Put the lines of the records into a JSON list of strings, one string per line and no blank lines. Begin at the line that contains "Provide the polygon of every instance of the goal" and stop after the line that contains "Segment each instance of the goal post.".

------------------------------------------------------------

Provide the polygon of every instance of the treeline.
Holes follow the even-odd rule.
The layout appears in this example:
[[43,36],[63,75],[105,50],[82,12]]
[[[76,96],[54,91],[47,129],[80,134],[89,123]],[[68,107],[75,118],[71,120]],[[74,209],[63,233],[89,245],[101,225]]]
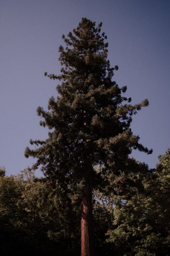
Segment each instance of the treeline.
[[[93,191],[96,255],[168,255],[170,150],[159,159],[151,170],[132,159],[138,168],[122,175],[116,189]],[[79,255],[78,193],[67,194],[29,169],[5,176],[1,168],[0,176],[1,255]]]

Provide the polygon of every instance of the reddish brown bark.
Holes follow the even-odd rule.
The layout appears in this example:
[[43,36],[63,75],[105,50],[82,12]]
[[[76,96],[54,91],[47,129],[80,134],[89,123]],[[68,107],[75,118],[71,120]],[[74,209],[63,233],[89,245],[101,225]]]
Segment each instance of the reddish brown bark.
[[81,233],[81,256],[94,256],[91,184],[87,186],[82,200]]

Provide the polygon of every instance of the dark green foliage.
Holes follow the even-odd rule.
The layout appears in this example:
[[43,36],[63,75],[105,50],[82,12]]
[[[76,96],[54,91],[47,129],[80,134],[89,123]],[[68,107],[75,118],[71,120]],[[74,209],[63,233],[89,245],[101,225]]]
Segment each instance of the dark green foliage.
[[5,177],[5,168],[4,166],[0,166],[0,177]]
[[[41,165],[43,173],[55,181],[58,197],[68,208],[80,203],[89,179],[94,189],[110,186],[115,191],[113,183],[132,168],[128,155],[133,149],[152,152],[130,128],[131,116],[148,101],[128,104],[131,99],[122,95],[126,87],[120,88],[112,80],[118,67],[110,67],[107,60],[102,25],[83,18],[68,38],[63,36],[66,47],[59,50],[61,74],[44,73],[61,81],[57,87],[60,96],[49,99],[48,111],[37,110],[43,119],[40,125],[51,131],[46,140],[31,140],[36,148],[25,151],[26,157],[37,159],[33,168]],[[102,171],[96,171],[97,165]]]
[[159,159],[150,174],[140,172],[143,189],[131,189],[130,198],[115,204],[107,242],[117,255],[163,256],[170,251],[170,150]]

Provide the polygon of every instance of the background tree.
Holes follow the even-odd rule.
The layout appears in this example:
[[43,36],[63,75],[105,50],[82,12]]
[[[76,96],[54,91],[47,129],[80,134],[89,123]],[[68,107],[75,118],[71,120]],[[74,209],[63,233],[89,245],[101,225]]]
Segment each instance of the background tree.
[[[143,189],[116,203],[107,232],[118,256],[163,256],[170,250],[170,151],[159,156],[155,169],[139,173]],[[123,200],[122,201],[122,199]]]
[[[112,80],[114,70],[107,60],[107,37],[100,33],[101,23],[83,18],[60,46],[60,75],[45,75],[62,81],[60,95],[49,100],[49,111],[37,109],[40,125],[52,131],[44,141],[30,141],[36,149],[26,149],[26,157],[37,158],[33,168],[42,165],[44,174],[55,181],[58,196],[71,209],[73,202],[81,204],[81,255],[94,255],[92,189],[110,187],[131,169],[128,155],[132,149],[151,153],[139,142],[130,128],[131,116],[148,101],[132,106]],[[38,147],[39,146],[39,147]],[[102,166],[97,172],[97,165]],[[67,202],[67,203],[66,202]],[[74,204],[73,203],[73,204]]]

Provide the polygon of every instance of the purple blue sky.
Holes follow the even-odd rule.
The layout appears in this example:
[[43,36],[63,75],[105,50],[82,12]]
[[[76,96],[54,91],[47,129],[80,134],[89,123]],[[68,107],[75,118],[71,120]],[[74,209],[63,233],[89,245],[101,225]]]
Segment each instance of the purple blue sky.
[[60,72],[62,35],[82,17],[103,22],[108,59],[119,68],[114,80],[127,86],[127,96],[149,100],[131,128],[153,153],[133,155],[154,167],[170,147],[170,13],[168,0],[0,0],[0,165],[7,174],[34,162],[24,156],[30,139],[47,136],[36,109],[47,109],[58,82],[44,73]]

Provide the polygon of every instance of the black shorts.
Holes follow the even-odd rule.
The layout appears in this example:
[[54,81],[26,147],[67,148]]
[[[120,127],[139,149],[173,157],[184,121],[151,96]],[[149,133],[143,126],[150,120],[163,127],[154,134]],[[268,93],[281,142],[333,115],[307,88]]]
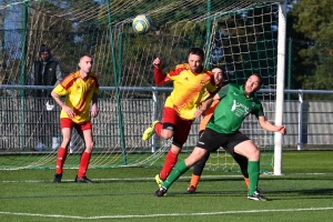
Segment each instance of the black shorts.
[[231,155],[234,155],[234,147],[246,140],[250,139],[240,131],[224,134],[206,128],[200,135],[196,147],[205,149],[209,152],[216,151],[222,147]]

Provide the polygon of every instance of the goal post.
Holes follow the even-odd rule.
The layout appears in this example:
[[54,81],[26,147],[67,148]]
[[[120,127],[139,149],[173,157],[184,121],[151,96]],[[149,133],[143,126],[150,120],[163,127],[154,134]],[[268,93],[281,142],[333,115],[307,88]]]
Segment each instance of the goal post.
[[[28,79],[42,43],[51,48],[67,74],[77,69],[80,54],[93,57],[93,70],[99,75],[102,90],[100,115],[93,120],[95,148],[90,168],[162,164],[170,141],[154,137],[143,142],[141,133],[152,121],[161,119],[162,107],[172,85],[164,85],[165,89],[154,85],[151,63],[155,57],[161,57],[167,71],[186,62],[191,47],[204,49],[205,65],[223,68],[231,83],[243,84],[251,73],[261,74],[264,88],[278,91],[258,93],[265,114],[276,124],[282,122],[284,1],[153,2],[33,0],[0,7],[0,14],[7,14],[4,21],[8,22],[0,34],[4,42],[0,59],[6,61],[3,73],[8,80],[3,84],[21,84],[20,80]],[[22,11],[27,8],[28,19],[22,20]],[[145,34],[137,34],[132,30],[132,19],[141,13],[147,13],[155,27]],[[21,91],[21,88],[1,90],[0,152],[26,159],[11,161],[2,168],[54,168],[57,150],[39,152],[33,148],[40,135],[48,140],[52,137],[43,131],[43,125],[59,124],[59,120],[42,122],[41,112],[33,105],[38,98],[29,100],[18,93]],[[57,107],[53,111],[60,110]],[[262,130],[253,117],[244,121],[242,131],[262,150],[263,171],[271,173],[274,167],[274,174],[281,174],[281,135]],[[198,120],[184,152],[191,152],[196,141]],[[83,144],[77,135],[74,142],[77,149],[69,154],[65,168],[78,167]],[[221,149],[212,154],[206,168],[230,171],[236,170],[238,165]]]
[[[286,46],[286,1],[279,4],[279,34],[278,34],[278,67],[276,67],[276,111],[275,124],[283,124],[284,75],[285,75],[285,46]],[[282,174],[282,134],[274,135],[274,175]]]

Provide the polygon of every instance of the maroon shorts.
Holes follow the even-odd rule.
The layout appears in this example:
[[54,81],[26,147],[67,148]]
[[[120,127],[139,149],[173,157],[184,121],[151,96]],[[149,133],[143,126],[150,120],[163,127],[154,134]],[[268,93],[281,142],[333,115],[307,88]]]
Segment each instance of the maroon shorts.
[[75,128],[75,130],[78,132],[83,132],[84,130],[91,130],[92,129],[92,125],[91,125],[90,121],[82,122],[82,123],[75,123],[69,118],[61,118],[60,119],[60,127],[61,127],[61,129],[63,129],[63,128],[70,128],[70,129]]
[[182,148],[188,140],[193,120],[182,119],[175,110],[164,107],[162,122],[163,129],[174,132],[173,144]]

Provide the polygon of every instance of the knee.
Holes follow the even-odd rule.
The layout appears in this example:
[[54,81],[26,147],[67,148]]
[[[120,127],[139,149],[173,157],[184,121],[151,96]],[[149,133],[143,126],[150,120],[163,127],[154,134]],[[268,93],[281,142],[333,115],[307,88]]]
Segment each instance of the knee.
[[85,144],[85,152],[91,153],[93,149],[93,142],[87,143]]
[[249,160],[251,160],[251,161],[259,161],[259,160],[260,160],[260,150],[259,150],[259,149],[254,149],[254,150],[250,153]]

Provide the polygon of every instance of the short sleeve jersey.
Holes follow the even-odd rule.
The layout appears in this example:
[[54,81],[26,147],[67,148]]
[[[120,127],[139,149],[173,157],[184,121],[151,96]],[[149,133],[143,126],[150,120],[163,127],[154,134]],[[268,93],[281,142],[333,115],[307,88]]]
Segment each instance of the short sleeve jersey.
[[167,80],[173,81],[173,91],[168,97],[164,107],[174,109],[180,118],[194,120],[194,112],[209,92],[216,91],[213,74],[203,69],[201,73],[193,73],[188,63],[179,64],[167,73]]
[[233,133],[250,113],[256,118],[264,115],[261,102],[255,97],[246,98],[243,85],[228,84],[218,93],[220,103],[206,128],[219,133]]
[[[99,82],[94,73],[90,73],[87,80],[80,75],[80,71],[67,75],[53,91],[65,97],[64,104],[71,108],[75,117],[75,123],[90,121],[89,107],[94,93],[99,93]],[[61,110],[60,118],[69,118],[65,111]]]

------------------------------------------------------------

◆ **THE OUTPUT**
[
  "Provide the polygon of every instance of the goal post.",
  "Holes follow the even-odd rule.",
  "The layout appears in this example:",
  "[[54,81],[26,147],[67,148]]",
  "[[[120,127],[139,149],[173,157],[184,121],[151,96]],[[149,133],[143,126],[150,120],[163,127],[154,134]],[[268,93],[281,142],[333,115],[307,88]]]",
  "Segment each instance of the goal post."
]